**DOCUMENT SEGMENT**

>>

1892 Logo Yesterday marked the last 1892 Club meeting of the Spring 2014 semester. This gathering of PhD students, across academic disciplines, is a vital component to the PhD community at Southern Seminary. It’s one of my most anticipated times all week. It's so anticipated that I pick my classes, rearrange writing blocks, and move my work schedule so that I can participate in this club.

The 1892 Club is a time devoted to cultivating the mind and virtue of PhD students. Professors and students are able to enjoy a wonderful cup of coffee with exquisite cheese, and have a designated space to converse over ideas. It is here where my relationships with peers and professors turn into a “think-tank”, a time for mentoring, and a cherished time for intellectual thinking. It has been through the relationships and opportunities at the 1892 Club where I have flourished in dialectical thinking, publishing ideas, and a respite of good relationships.

According to the 1892 Club homepage, it is focuses on both peer relationship and mentorship across multiple disciplines.

The 1892 Club provides a dedicated space and time to develop relationships and mentoring within our PhD community through a formal program and open times for fellowship. It is open to all current PhD students at SBTS, across all schools, departments, and stages of the program, in addition to all professors. If you are in one of these groups, you’re already a member of The 1892 Club!

<<

**DATA LISTING**
>>

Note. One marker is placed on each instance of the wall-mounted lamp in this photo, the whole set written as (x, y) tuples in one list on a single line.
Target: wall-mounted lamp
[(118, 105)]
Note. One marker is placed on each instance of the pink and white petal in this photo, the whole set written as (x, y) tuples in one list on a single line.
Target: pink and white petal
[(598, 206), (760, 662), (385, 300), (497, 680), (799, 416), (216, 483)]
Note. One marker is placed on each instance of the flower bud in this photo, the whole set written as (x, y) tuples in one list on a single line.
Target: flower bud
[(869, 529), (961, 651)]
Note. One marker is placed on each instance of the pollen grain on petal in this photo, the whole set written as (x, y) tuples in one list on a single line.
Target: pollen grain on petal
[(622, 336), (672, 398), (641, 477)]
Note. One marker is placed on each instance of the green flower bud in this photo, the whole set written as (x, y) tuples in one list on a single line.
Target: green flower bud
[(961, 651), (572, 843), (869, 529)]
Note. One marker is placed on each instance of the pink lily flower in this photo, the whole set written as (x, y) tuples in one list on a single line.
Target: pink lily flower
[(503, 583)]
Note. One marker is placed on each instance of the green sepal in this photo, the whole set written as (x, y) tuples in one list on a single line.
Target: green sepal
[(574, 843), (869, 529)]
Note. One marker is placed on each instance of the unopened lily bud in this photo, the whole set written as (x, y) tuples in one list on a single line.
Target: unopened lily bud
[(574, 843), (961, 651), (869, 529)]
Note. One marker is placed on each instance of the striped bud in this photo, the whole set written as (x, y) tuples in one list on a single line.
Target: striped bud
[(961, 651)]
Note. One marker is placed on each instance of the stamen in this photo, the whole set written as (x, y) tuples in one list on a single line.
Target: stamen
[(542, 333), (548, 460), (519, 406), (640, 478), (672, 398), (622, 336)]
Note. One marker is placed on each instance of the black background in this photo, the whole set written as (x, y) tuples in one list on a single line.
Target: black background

<<

**TASKS FOR THIS EXERCISE**
(a) In the post about the 1892 Club, which semester's last club meeting took place yesterday?
(b) Extend the post about the 1892 Club, picking up after its final sentence.
The material is separate from the post about the 1892 Club.

**ANSWERS PER TASK**
(a) The Spring 2014 semester.

(b)
Over the past semester, we’ve had conversations with Ben Mast on writing (see here), how to participate in academic conferences (SBL and ETS), lectures on human flourishing, and a conversation on hermeneutics.

By far, Heath Thomas led the best session. In this gathering, Thomas led the discussion on topics of virtue ethics, OT scholarship, educational pedagogy, the Paideia Centre, and many others. Two items that particularly stood out from this session was his exhortative questions: “Can you tell the story of your discipline?” and “What is the global conversation?” as it relates to your discipline.

1892 Housh TalkEach semester, the final two sessions are set-aside for “Housh Talks”. A “Housh Talk” is a six-minute presentation from students on an idea, topic, paper, etc. related to their studies and personal research. The idea is taken from TED Talks (which are worth listening too on a regular basis!). It allows them to present a thesis and an intense eight-minute response by those present. This dialogical experience is a great way to test ideas, publically entertain nuanced thoughts, and hear immediate critical feedback from multiple disciplinary perspectives.

This semester’s line up was:

April 23

  1. Miguel Echevarria: The Inheritance Promise in Paul
  2. John Morrisson: Human Embodiment in the Puritan Pastoral Practice of Richard Greenham
  3. Shawn Wilhite: Discourse Features and the Historical Present
  4. Matt Emadi: The Role of Psalm 110 in Hebrews

April 30

  1. Andrew Ballitch: Development in Reformed Exposition: John Calvin and William Perkins on Galatians 2:20, 3:7-14, and 4:21-26
  2. Jonathan Kiel: Verbal Valency of Hebrew
  3. Matt Pierce: Who am I? Ethnic Identity Among Diaspora Groups in Louisville, Kentucky

Here is my Housh Talk lecture notes: Discourse Features and the Historical Present (PDF)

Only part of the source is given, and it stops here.